O que haverá pelas bandas do futuro? Esta interrogação, perene no meu espírito, já se me tornou em perigosa obsessão; todos os meus atos, sinto-os em função dela, de sorte que vivo num constante oscilar — do desânimo maior às maiores esperanças. O que nos reserva o futuro? A nossa grande Pátria cindida pelas paixões decompor-se-á em minúsculos estados? Resistirá, forte, amparada pela República, à sinistra conspiração, dos velhos devassos imperiais, emudecidos a 15 de novembro e rugidores hoje? O que traduz a feição dúbia das potências estrangeiras e, sobre todas, a dessa perene inimiga do gênero humano — a Inglaterra — que realiza o fato assombroso de criar dentro de uma alma tão estreita os maiores homens do mundo, os Newtons, os Byrons e os Parnells?

LISTA DE REGISTROS.
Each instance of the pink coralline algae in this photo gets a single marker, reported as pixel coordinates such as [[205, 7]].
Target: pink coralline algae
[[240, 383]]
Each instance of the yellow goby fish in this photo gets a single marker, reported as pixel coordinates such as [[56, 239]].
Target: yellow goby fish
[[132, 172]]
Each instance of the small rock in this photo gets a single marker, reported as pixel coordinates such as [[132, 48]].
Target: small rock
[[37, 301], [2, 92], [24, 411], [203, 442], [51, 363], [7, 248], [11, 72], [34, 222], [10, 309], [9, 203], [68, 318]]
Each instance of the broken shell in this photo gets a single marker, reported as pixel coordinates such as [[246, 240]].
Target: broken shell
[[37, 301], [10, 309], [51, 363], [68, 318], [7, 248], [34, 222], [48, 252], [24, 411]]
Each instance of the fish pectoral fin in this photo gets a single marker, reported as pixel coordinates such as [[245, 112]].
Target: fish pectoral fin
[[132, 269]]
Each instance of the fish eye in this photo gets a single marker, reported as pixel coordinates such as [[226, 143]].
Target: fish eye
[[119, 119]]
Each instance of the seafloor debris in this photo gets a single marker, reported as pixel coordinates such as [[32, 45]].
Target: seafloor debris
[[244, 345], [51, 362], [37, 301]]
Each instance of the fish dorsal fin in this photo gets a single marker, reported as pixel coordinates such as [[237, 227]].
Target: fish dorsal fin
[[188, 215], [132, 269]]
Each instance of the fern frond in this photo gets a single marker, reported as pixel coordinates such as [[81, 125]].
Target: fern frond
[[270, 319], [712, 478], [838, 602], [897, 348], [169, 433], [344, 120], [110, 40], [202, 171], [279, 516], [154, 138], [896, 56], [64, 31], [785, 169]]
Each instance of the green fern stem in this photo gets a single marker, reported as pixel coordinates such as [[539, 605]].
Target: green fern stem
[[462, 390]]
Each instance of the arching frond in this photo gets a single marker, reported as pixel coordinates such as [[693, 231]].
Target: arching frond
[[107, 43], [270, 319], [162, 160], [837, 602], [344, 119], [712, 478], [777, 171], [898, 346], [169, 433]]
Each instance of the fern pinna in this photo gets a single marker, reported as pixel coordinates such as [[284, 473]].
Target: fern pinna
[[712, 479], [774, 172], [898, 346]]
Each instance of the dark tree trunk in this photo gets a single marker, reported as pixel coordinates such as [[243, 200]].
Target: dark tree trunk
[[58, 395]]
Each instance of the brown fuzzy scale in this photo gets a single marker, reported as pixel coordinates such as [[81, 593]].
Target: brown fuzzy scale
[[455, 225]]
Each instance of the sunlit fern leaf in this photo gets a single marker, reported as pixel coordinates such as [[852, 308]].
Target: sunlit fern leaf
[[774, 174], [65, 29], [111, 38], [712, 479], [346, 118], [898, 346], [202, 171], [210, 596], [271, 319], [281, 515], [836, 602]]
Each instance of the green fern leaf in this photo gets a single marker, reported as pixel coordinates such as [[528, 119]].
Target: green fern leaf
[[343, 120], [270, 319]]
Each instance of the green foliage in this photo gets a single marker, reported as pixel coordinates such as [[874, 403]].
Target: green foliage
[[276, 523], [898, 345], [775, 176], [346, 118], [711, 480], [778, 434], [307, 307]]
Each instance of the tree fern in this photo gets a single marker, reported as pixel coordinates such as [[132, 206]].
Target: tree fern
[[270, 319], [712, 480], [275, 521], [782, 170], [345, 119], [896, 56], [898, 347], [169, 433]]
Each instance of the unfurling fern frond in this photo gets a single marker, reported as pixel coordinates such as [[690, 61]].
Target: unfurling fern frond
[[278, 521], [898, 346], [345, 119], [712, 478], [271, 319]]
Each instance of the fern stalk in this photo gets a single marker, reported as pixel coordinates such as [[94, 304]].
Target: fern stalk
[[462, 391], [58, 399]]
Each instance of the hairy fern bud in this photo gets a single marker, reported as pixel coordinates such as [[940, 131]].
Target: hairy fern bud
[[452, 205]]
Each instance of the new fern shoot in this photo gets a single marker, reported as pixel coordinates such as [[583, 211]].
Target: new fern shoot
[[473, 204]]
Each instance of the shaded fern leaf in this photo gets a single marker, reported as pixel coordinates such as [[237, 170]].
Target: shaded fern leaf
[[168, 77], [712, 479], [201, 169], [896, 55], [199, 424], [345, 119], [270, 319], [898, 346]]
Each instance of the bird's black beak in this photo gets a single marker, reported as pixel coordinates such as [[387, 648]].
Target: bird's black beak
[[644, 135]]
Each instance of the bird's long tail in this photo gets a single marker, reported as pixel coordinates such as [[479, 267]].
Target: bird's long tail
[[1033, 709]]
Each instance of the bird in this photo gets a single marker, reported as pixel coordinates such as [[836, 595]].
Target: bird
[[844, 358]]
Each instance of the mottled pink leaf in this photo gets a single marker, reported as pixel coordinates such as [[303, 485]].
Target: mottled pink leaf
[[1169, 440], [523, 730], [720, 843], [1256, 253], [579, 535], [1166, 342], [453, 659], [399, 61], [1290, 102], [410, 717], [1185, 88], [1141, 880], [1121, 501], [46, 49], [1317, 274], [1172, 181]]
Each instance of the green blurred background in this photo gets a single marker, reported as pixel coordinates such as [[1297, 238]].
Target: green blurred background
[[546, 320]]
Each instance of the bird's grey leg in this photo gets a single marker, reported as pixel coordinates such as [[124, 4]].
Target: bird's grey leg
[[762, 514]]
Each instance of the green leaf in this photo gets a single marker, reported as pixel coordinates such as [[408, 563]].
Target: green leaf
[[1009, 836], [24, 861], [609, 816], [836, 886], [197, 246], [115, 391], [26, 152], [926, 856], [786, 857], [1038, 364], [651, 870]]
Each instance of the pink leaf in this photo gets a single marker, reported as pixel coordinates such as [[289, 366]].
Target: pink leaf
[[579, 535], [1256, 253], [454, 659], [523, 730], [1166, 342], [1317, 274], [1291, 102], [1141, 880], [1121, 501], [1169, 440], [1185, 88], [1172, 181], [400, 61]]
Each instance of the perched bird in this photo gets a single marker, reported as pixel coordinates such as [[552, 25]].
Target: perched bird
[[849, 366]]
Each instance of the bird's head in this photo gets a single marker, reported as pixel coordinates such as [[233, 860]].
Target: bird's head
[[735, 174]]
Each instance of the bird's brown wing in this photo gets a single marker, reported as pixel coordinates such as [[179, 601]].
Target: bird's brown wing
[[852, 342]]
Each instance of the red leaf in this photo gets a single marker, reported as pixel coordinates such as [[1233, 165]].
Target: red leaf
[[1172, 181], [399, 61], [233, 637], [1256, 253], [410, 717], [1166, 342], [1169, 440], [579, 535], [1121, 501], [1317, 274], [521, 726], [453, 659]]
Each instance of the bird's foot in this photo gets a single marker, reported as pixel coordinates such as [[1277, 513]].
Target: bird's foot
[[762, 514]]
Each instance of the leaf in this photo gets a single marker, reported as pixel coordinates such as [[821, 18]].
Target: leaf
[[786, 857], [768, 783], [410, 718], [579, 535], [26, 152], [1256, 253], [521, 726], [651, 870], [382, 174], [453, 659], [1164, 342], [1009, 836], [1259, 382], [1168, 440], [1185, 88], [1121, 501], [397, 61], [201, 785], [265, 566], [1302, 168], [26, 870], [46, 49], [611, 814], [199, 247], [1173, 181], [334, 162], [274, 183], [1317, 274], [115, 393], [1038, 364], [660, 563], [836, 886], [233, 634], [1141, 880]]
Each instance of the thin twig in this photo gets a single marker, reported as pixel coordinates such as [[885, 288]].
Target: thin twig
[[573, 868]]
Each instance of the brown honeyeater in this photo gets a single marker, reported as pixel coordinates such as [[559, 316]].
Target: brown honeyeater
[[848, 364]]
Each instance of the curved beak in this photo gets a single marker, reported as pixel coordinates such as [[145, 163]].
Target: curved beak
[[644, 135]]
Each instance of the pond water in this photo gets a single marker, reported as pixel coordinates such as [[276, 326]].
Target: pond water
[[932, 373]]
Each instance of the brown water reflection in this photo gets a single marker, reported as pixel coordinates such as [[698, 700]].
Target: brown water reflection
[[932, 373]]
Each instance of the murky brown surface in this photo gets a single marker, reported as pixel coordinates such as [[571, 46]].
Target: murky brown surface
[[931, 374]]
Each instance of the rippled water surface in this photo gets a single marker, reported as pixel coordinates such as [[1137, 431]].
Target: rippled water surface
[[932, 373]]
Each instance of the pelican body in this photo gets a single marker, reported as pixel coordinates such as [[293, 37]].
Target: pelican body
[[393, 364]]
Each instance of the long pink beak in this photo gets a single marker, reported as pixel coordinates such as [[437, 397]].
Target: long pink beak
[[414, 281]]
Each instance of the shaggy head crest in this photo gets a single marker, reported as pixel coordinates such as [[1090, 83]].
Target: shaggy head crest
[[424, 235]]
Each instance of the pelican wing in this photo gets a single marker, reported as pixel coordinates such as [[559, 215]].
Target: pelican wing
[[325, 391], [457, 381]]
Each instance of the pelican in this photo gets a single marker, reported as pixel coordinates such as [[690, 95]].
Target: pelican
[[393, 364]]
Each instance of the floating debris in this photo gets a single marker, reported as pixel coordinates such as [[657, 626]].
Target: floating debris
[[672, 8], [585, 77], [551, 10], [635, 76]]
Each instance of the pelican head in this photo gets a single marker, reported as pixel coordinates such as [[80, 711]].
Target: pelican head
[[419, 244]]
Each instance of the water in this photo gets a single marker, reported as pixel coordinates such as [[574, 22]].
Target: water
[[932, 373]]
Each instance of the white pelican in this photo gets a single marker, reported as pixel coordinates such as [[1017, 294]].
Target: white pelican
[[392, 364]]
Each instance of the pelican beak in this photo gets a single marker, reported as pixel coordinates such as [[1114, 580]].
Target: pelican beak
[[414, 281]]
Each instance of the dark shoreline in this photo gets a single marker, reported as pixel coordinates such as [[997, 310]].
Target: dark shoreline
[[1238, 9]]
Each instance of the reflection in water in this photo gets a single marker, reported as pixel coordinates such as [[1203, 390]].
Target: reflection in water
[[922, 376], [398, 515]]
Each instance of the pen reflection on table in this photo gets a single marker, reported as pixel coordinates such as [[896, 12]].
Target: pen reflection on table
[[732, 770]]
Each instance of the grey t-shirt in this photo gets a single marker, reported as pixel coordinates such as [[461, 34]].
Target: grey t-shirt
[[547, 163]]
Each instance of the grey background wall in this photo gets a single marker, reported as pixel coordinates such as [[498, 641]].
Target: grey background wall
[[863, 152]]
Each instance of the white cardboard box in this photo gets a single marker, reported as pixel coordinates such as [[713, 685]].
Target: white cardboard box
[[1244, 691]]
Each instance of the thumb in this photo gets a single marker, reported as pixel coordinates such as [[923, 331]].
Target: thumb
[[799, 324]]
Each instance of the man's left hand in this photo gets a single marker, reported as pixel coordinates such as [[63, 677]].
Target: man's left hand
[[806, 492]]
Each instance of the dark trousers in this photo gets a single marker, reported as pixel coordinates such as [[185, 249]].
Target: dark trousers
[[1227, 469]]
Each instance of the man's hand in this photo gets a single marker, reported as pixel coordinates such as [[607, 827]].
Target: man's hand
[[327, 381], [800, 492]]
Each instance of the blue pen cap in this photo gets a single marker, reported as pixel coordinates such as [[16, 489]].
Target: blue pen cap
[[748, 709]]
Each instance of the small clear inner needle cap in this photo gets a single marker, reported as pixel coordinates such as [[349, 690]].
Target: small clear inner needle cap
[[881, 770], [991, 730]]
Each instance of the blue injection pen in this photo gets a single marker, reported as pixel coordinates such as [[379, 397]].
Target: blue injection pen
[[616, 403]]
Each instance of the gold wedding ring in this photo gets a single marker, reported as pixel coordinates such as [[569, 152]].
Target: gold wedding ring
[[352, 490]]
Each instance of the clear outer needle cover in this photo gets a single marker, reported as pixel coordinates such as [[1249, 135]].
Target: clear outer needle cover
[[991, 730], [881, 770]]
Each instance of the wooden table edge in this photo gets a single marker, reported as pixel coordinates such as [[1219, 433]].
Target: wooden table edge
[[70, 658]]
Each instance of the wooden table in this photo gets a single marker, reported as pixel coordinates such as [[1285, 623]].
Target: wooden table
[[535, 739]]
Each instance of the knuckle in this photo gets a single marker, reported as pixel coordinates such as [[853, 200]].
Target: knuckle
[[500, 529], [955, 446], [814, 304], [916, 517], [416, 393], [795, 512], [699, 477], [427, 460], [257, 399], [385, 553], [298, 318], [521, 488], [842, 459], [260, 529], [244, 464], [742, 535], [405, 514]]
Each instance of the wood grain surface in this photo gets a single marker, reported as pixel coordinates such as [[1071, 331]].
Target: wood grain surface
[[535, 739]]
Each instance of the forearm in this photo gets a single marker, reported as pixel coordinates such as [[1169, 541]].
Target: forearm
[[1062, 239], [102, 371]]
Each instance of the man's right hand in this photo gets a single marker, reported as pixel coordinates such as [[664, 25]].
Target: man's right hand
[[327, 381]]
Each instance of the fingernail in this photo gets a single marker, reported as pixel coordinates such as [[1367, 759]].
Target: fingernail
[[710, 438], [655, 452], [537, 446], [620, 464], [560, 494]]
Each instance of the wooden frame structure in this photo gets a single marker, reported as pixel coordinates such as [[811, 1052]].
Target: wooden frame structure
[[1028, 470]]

ENUNCIADO 1.
No texto sobre o futuro da Pátria, em que data emudeceram os velhos devassos imperiais?
ENUNCIADO 2.
Transcreva, do texto sobre o futuro da Pátria, o trecho que vai de "O que haverá" a "e os Parnells?".
ENUNCIADO 3.
Diga se cada afirmação concorda com o texto sobre o futuro da Pátria. Responda sim ou não e cite as palavras do texto que decidem.
(a) A interrogação sobre o futuro tornou-se uma perigosa obsessão.
(b) A Inglaterra é apresentada como aliada do gênero humano.
(c) Newton está entre os grandes homens que a Inglaterra criou.
Os registros não têm relação alguma com o texto.

RESPOSTA 1.
A 15 de novembro.

RESPOSTA 2.
O que haverá pelas bandas do futuro? Esta interrogação, perene no meu espírito, já se me tornou em perigosa obsessão; todos os meus atos, sinto-os em função dela, de sorte que vivo num constante oscilar — do desânimo maior às maiores esperanças. O que nos reserva o futuro? A nossa grande Pátria cindida pelas paixões decompor-se-á em minúsculos estados? Resistirá, forte, amparada pela República, à sinistra conspiração, dos velhos devassos imperiais, emudecidos a 15 de novembro e rugidores hoje? O que traduz a feição dúbia das potências estrangeiras e, sobre todas, a dessa perene inimiga do gênero humano — a Inglaterra — que realiza o fato assombroso de criar dentro de uma alma tão estreita os maiores homens do mundo, os Newtons, os Byrons e os Parnells?

RESPOSTA 3.
(a) Sim: "já se me tornou em perigosa obsessão".
(b) Não: "dessa perene inimiga do gênero humano — a Inglaterra".
(c) Sim: "os maiores homens do mundo, os Newtons, os Byrons e os Parnells".